__Task requirements__
Copy out every one of the records below word for word, leaving out the picture.

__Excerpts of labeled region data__
(begin)
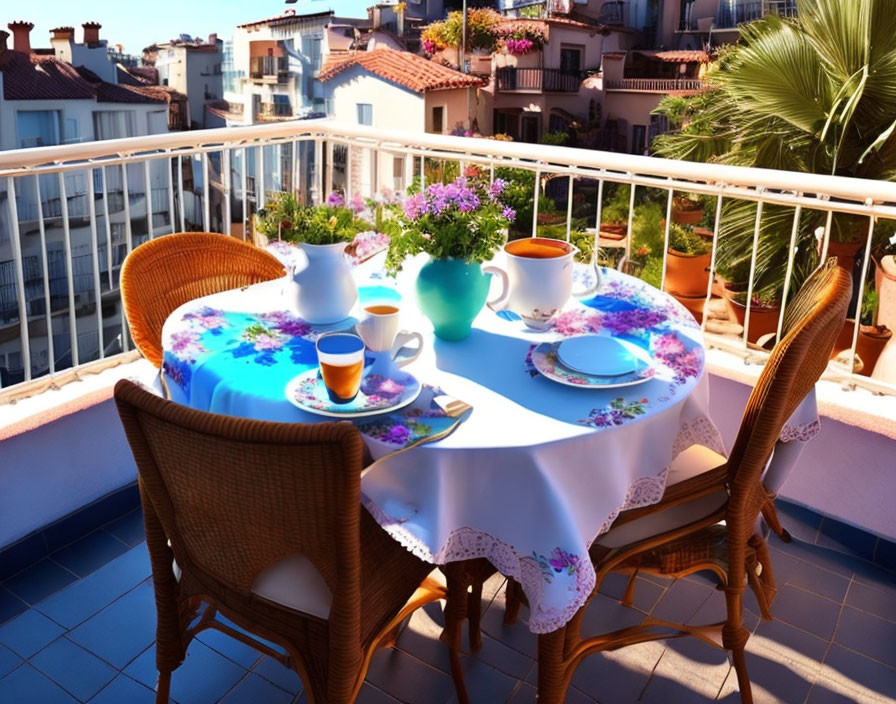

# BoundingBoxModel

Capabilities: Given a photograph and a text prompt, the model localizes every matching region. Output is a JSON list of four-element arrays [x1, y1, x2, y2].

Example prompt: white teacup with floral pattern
[[482, 237, 600, 330]]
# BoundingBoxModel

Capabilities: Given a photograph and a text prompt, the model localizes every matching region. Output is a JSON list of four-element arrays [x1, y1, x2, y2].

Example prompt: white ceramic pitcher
[[292, 242, 358, 325], [482, 237, 600, 330]]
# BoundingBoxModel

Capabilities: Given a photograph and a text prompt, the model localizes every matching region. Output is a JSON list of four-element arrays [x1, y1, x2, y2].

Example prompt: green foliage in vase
[[495, 167, 566, 239], [255, 193, 372, 244], [669, 222, 711, 255], [384, 178, 514, 273], [540, 132, 569, 147], [861, 284, 880, 325], [652, 0, 896, 299]]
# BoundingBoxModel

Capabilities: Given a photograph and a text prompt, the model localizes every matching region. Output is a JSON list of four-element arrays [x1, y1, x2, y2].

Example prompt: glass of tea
[[316, 332, 364, 403]]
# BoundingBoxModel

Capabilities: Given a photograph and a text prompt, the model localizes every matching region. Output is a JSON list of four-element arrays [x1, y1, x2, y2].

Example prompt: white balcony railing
[[0, 120, 896, 394]]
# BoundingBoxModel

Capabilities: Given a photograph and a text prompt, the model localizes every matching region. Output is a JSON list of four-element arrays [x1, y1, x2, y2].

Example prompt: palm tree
[[652, 0, 896, 298]]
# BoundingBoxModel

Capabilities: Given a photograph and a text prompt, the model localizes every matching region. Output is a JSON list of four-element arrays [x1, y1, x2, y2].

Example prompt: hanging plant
[[421, 8, 502, 56], [497, 25, 545, 56]]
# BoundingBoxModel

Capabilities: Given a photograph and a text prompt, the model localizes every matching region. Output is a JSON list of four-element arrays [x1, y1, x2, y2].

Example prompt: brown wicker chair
[[121, 232, 286, 367], [524, 260, 852, 704], [115, 380, 456, 704]]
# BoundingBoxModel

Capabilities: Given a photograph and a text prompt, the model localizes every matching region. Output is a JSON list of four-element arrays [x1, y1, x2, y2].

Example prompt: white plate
[[557, 335, 649, 376], [286, 367, 421, 418], [532, 341, 655, 389]]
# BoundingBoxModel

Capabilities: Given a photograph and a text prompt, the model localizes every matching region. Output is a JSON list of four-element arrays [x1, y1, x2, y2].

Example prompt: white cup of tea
[[482, 237, 600, 330], [355, 302, 423, 373]]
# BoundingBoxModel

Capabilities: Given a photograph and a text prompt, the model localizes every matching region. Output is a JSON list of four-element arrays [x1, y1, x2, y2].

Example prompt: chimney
[[50, 27, 75, 42], [81, 22, 103, 46], [6, 21, 34, 54]]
(end)
__Response__
# BoundingBoxModel

Capabilities: Given a photograph and a text prompt, the model localizes every matching region. Output is a JSON list of four-element arrays [x1, y1, x2, y2].

Example prompt: white teacup with floral pattern
[[482, 237, 600, 330]]
# BoundingBoxModel

Capabilities: Given a photograph and a text prompt, the model localizes every matching region. Output is a JSON list of four-element arrays [x1, y1, x2, y2].

Example prompt: white ceramic pitcher
[[292, 242, 358, 325], [482, 237, 600, 330]]
# BoundingBoxModel

Capabilities: Given a photograph and a text prompt, the model localizes every matching region. Output is a JSON list of four-element arrays [x1, y1, x2, y2].

Example prompt: green foliage in vase
[[495, 167, 566, 239], [255, 193, 372, 244], [669, 222, 711, 255], [384, 178, 514, 273], [540, 132, 569, 147], [861, 284, 880, 325], [652, 0, 896, 299]]
# BoundingBoxModel

Capabilities: Given a photograph and a text prompt, the model localizes every matching region. Output is a JSON list of four-element arrays [x1, y1, x2, y2].

Example prompt: glass of tea
[[316, 332, 364, 403]]
# BoundingBoxModel

Capabilities: Given a photograph and a text prompt, the model localizes every matching region. Output is a JSON list of four-element arrays [x1, y1, x2, y2].

Example prompt: white balcony railing
[[0, 120, 896, 394]]
# BoundingBoxModel

Capabilities: Given a photograph and a text prompt, the model localizes every matching region. Output is a JSON list of four-element arrays [x1, y1, x2, y2].

Example prompt: palm tree
[[652, 0, 896, 298]]
# BoundingBoxModel

Capabilities: Given a photograph and a text prompt, the model localizes every matching region. Output is a JSON list of four-element arrays [x1, y1, x2, y2].

Example prompt: hanging plant
[[421, 8, 502, 56], [497, 25, 545, 56]]
# BoundingBoxModel

Capabilities: Given a photograph and a text prompt, the model localizes every matching region. Output is a JSON list of four-element arrays [x1, y1, x2, y2].

Example prompt: brown wicker chair
[[121, 232, 286, 367], [524, 260, 852, 704], [115, 380, 456, 704]]
# BoundingBoxModel

Capabilities: Given a photograph and a text prompt, the model localizes every matching region. Output is a JSON list of four-element arrays [x1, y1, x2, y2].

Example prompt: white plate
[[557, 335, 649, 376], [286, 367, 421, 418], [532, 341, 655, 389]]
# BoundingBoxModel

Capabilities: Given a photograph and a text prompt, the model localizes every matching region. Output is a JSON list of four-element arrays [x1, y1, x2, y2].

Example prompt: white cup of tea
[[482, 237, 600, 330], [355, 302, 423, 373]]
# BoundingBoxModel

Capabilities: Given a photograph and a text prompt, the model localizes every matching region. Output is a JSON list of four-element arrays [x1, y1, x2, y2].

Example prompt: chimney
[[50, 27, 75, 42], [81, 22, 103, 46], [6, 21, 34, 54]]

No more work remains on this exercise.